* Data:
- - - - - - -
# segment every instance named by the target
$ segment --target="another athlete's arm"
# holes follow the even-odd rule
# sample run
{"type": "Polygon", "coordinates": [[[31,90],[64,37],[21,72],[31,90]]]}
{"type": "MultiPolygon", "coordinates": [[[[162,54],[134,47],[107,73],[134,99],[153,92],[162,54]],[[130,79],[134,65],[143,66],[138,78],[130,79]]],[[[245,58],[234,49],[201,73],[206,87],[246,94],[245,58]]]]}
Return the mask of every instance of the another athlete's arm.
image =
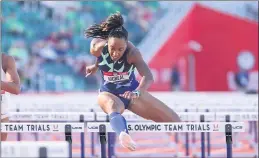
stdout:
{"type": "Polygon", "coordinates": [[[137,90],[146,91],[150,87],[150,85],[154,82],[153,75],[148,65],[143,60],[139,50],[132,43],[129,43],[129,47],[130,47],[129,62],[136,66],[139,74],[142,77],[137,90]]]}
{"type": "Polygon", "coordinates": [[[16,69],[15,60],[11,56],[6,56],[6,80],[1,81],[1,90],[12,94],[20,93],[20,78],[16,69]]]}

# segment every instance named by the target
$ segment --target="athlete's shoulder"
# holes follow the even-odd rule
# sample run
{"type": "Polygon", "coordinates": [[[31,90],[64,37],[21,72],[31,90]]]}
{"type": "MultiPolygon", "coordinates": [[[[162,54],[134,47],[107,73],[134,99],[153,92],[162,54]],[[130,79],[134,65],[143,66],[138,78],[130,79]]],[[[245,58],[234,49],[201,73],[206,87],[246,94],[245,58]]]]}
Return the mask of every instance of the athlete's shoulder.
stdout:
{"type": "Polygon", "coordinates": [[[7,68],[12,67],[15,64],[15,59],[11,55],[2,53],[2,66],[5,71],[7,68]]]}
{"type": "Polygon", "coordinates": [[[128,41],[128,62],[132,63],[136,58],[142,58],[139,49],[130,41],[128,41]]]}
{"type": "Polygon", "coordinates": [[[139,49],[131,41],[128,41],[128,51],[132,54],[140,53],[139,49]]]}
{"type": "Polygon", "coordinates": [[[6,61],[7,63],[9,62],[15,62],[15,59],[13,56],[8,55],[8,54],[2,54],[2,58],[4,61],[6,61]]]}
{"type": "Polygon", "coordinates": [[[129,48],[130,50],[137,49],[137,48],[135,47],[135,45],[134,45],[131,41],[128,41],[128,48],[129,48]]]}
- - - - - - -
* Task details: Copy the records above precisely, and leave every image out of the copy.

* Result:
# segment every instance named by the target
$ segment --target="another athlete's arm"
# holes follow the even-odd rule
# sample run
{"type": "Polygon", "coordinates": [[[31,90],[64,37],[21,72],[31,90]]]}
{"type": "MultiPolygon", "coordinates": [[[[162,54],[134,47],[107,73],[134,99],[153,92],[162,54]],[[130,79],[134,65],[143,66],[138,78],[130,79]]],[[[245,58],[234,49],[201,73],[206,87],[246,94],[245,58]]]]}
Return the mask of every instance of the another athlete's arm.
image =
stdout:
{"type": "Polygon", "coordinates": [[[137,90],[146,91],[150,87],[150,85],[154,82],[153,75],[148,65],[143,60],[139,50],[132,43],[129,43],[129,47],[130,47],[129,62],[136,66],[139,74],[142,77],[137,90]]]}
{"type": "Polygon", "coordinates": [[[16,69],[15,60],[11,56],[6,56],[6,80],[1,81],[1,90],[12,94],[20,93],[20,78],[16,69]]]}

# segment every instance named by the target
$ segment --target="athlete's shoulder"
# holes follow the even-odd rule
# sample run
{"type": "Polygon", "coordinates": [[[31,90],[64,37],[21,72],[31,90]]]}
{"type": "MultiPolygon", "coordinates": [[[[162,54],[134,47],[107,73],[134,99],[153,92],[162,54]],[[130,79],[134,65],[143,66],[138,78],[130,79]]],[[[245,58],[234,49],[201,73],[206,87],[246,94],[245,58]]]]}
Return the mask of every instance of the athlete's shoulder.
stdout:
{"type": "Polygon", "coordinates": [[[7,68],[12,67],[15,64],[15,59],[11,55],[2,53],[2,66],[5,71],[7,68]]]}
{"type": "Polygon", "coordinates": [[[128,41],[128,62],[132,63],[136,58],[142,58],[139,49],[130,41],[128,41]]]}
{"type": "Polygon", "coordinates": [[[139,49],[131,41],[128,41],[128,51],[132,54],[140,53],[139,49]]]}
{"type": "Polygon", "coordinates": [[[6,61],[7,63],[9,62],[15,62],[15,59],[13,56],[8,55],[8,54],[2,54],[2,58],[4,61],[6,61]]]}
{"type": "Polygon", "coordinates": [[[129,48],[130,50],[137,49],[137,48],[135,47],[135,45],[134,45],[131,41],[128,41],[128,48],[129,48]]]}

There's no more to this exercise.